#### TEXTAUSZUG
----

Nach den Preiszuwächsen der vergangenen Tage geben die Edelmetalle heute Morgen im Zuge eines etwas festeren US-Dollar leicht nach. Das Interesse an Rohstoffen allgemein und an Gold im Speziellen dürfte jedoch mangels attraktiver Anlagealternativen weiter hoch bleiben, nachdem gestern der Vorsitzende der US-Notenbank Fed, Ben Bernanke, abermals bestätigt hat, die Zinsen noch für einen längeren Zeitraum auf niedrigem Niveau zu halten.

----

#### BEREITGESTELLTE DATEN
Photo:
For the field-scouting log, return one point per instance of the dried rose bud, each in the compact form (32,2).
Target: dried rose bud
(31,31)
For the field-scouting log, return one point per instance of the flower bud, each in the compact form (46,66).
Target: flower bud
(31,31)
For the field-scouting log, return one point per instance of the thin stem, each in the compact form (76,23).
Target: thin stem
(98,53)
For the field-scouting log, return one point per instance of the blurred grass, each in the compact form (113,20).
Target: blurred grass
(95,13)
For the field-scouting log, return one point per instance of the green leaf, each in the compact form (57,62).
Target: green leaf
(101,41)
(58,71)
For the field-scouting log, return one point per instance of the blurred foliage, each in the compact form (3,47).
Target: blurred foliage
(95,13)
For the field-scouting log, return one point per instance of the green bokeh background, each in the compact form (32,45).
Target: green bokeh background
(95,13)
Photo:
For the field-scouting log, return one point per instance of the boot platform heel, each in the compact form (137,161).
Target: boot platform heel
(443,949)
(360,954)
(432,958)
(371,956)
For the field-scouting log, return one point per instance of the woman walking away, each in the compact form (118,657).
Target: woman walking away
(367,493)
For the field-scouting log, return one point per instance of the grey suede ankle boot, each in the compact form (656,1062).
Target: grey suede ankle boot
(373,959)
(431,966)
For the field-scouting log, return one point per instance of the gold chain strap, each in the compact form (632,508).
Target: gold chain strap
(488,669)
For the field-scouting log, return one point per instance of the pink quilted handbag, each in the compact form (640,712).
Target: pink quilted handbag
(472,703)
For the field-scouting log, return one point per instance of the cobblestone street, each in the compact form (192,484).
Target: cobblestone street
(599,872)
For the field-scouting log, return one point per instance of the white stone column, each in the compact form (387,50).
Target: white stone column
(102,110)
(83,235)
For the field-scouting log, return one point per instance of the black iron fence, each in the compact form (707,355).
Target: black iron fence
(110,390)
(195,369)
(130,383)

----

#### AUFGABENSTELLUNG
**1)** Wer hat laut dem Text über die Edelmetalle bestätigt, dass die Zinsen noch längere Zeit niedrig bleiben sollen?
**2)** Zitieren Sie aus dem Text über die Edelmetalle alles ab „Nach den Preiszuwächsen“ bis hin zu „Niveau zu halten.“.
Die Daten werden nicht benötigt.

#### ANTWORTEN JE AUFGABE
**1)** Ben Bernanke, der Vorsitzende der US-Notenbank Fed.

**2)**
Nach den Preiszuwächsen der vergangenen Tage geben die Edelmetalle heute Morgen im Zuge eines etwas festeren US-Dollar leicht nach. Das Interesse an Rohstoffen allgemein und an Gold im Speziellen dürfte jedoch mangels attraktiver Anlagealternativen weiter hoch bleiben, nachdem gestern der Vorsitzende der US-Notenbank Fed, Ben Bernanke, abermals bestätigt hat, die Zinsen noch für einen längeren Zeitraum auf niedrigem Niveau zu halten.